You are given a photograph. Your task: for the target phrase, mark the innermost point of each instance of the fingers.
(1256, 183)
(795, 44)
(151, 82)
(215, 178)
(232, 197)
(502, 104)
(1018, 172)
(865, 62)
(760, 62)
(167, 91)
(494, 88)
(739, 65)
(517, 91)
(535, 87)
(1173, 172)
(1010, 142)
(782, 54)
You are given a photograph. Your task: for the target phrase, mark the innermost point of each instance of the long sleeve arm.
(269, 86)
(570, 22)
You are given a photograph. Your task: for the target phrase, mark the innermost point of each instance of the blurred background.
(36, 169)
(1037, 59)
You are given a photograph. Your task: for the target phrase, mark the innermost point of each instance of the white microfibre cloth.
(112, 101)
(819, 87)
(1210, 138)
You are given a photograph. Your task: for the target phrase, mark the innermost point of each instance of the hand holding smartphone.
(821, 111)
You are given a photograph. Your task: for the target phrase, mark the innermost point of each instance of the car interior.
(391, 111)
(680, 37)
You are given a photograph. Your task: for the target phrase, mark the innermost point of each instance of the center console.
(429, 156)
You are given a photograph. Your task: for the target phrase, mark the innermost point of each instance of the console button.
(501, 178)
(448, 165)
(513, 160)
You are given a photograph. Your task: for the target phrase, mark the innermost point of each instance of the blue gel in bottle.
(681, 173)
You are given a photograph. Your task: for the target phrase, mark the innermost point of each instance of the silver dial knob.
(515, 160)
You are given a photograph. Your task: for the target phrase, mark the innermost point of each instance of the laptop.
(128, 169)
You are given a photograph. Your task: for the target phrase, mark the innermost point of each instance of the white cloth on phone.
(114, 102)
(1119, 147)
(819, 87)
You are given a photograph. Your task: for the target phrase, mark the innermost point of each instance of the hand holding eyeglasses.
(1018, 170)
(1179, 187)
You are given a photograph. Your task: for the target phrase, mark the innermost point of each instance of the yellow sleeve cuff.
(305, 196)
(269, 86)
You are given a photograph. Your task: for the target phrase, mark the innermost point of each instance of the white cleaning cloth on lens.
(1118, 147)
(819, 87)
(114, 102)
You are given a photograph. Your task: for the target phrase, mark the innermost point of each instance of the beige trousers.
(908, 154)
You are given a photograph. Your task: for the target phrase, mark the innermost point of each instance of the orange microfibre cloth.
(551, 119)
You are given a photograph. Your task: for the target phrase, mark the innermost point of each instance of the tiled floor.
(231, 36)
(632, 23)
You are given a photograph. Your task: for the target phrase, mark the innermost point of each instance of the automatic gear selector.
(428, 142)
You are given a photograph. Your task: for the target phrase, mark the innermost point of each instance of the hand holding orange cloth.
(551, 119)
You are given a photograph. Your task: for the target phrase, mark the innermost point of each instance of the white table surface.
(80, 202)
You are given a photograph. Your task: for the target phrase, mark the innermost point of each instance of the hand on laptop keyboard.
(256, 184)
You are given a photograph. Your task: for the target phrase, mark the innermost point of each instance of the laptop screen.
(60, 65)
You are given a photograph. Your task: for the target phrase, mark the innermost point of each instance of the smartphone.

★ ★ ★ ★

## What is required
Take the lines from the one containing "the beige trousers." to the last line of the material above and write them out exactly.

## Exercise solution
You are given a photograph. Your task: for the target phrase, mark the innermost point of each instance of the beige trousers.
(908, 154)
You are given a photograph. Your task: for the target phrase, mark the innermost point of each instance of the orange microfibre cloth.
(551, 119)
You are given a photograph. Your task: for the target phrase, mark the innermost point of each instance of the tiled floor.
(231, 36)
(632, 23)
You are given a photograph. Your task: for the target phrase, mark the innermost point of each instance of the automatic gear selector.
(428, 142)
You are given a photograph. Your task: for the target phrase, mark the innermost point of each instance of the hand holding orange cloth.
(551, 119)
You are given a photograph. Your task: for the target phrase, mark the innermost point of each instance of the white table surface.
(80, 202)
You are given a photograph. Your task: for the target phrase, mark the innermost point of each instance of the hand on laptop keyboard.
(256, 184)
You are given a photograph. Your task: for the target phrase, mark the innermost point of each instance of the laptop screen.
(60, 65)
You are given a photograph. Your task: for the target phrase, mark the innermost point of each instance of the smartphone.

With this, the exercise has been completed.